Written task 1:
In the critique of the story submission, what does the reviewer call the main issue with the submission in terms of what Orca is looking for?

— Start Excerpt to read —

So the main issue with your submission, at least in terms of what Orca is looking for, is your stylistic approach. Although that issue continues throughout the story, from this point on I will focus on other aspects in order to better help you improve the piece
So let’s talk about meaning and theme. I’m through 6 pages now, and it seems the driving force behind the story is the racial animus between the two main characters. My question is, is that enough? Stories about prejudice and racial hatreds, especially in America, have been written for a very long time, and are even more common today as we finally begin to address more seriously our nation’s greatest failing. But if you’re going to do that I feel that there needs to be more nuance and freshness in the approach. You’re making a social commentary, but with fiction you have to remember that it also is a form of entertainment, and by that I mean there must be reader engagement for it to be successful. Giving us a standard situation like this one isn’t enough to do that. The story needs more. More depth. More of a different kind of relationship between these two men in order to make it interesting for the reader. One suggestion that I have is to expand this world. You have these men on a ship and obviously there are many other people aboard. Bring them into the story. Each new character will add a dimension to the narrative. When people interact with each other, and when they interact with groups, they create plot possibilities. The more possibilities, the greater the chance the story will go someplace that you didn’t expect, and more importantly, that the reader didn’t expect. This is another thing that keeps readers reading. Most readers, by this point in the story, will have recognized what you’re trying to do. There are no surprises, then. Always keep in mind that every story, no matter what the genre, is actually a mystery. One of the goals is to keep the reader guessing right until the end.

— End Excerpt to read —

Written task 2:
How many lines in the rows below contain the word "bridge"? Reply with the number alone.

— Start Supplied material —

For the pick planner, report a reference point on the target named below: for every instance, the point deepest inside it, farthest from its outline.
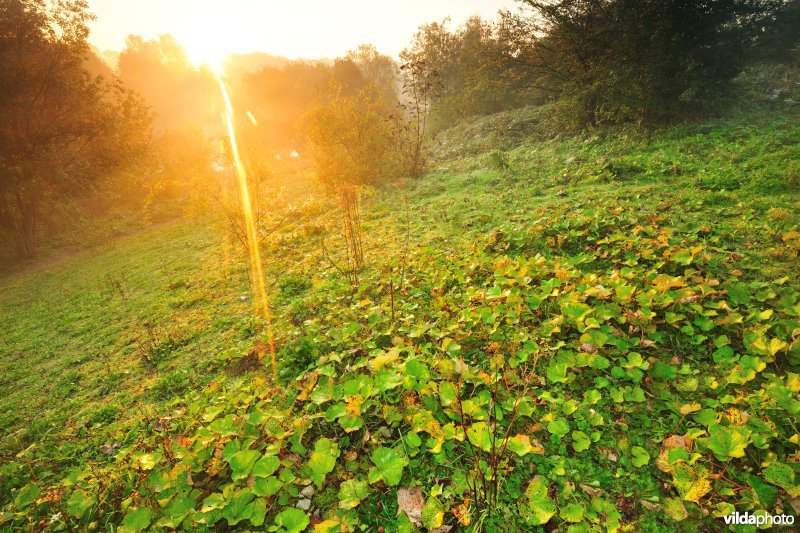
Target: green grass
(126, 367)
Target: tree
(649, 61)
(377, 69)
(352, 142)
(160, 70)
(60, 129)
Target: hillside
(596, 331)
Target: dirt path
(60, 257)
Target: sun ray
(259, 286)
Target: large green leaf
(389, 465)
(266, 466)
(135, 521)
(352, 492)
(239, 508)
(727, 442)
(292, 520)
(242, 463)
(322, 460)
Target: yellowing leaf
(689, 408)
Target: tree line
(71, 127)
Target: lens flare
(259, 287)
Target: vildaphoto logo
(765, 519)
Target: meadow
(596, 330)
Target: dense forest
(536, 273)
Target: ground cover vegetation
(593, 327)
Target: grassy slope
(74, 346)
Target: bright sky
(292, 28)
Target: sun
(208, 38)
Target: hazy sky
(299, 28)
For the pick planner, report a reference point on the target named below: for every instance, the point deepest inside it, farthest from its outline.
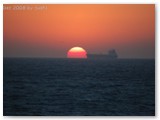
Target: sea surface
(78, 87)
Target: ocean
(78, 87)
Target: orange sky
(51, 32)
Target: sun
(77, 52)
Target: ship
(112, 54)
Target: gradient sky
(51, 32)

— End Supplied material —
— Start Supplied material —

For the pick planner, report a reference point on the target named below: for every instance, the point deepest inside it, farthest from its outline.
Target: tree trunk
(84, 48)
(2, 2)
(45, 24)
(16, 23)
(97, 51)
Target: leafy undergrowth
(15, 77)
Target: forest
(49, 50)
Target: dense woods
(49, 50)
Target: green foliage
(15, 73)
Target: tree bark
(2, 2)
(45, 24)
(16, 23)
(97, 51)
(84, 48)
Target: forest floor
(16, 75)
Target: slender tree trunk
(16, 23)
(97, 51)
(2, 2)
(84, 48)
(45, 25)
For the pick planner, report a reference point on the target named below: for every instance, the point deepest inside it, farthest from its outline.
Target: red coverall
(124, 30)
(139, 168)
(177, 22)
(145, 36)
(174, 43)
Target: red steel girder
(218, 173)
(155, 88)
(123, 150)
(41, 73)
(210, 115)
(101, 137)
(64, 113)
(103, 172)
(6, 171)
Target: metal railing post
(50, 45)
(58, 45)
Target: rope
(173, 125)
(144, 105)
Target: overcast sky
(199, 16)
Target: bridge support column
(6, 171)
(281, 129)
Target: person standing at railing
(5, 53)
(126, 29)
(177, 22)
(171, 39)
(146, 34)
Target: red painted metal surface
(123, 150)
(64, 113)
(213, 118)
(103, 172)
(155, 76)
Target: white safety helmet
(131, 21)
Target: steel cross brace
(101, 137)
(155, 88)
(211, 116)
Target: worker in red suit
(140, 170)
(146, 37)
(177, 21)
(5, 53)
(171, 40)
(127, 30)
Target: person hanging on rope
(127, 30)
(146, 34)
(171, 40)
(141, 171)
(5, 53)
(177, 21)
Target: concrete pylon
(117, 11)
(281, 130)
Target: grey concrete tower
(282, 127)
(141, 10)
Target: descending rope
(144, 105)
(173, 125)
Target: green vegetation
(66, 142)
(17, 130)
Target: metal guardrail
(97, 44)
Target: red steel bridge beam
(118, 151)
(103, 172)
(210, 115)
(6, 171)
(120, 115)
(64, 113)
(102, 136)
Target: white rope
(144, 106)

— End Supplied material —

Full response 1:
The stylistic approach.

Full response 2:
2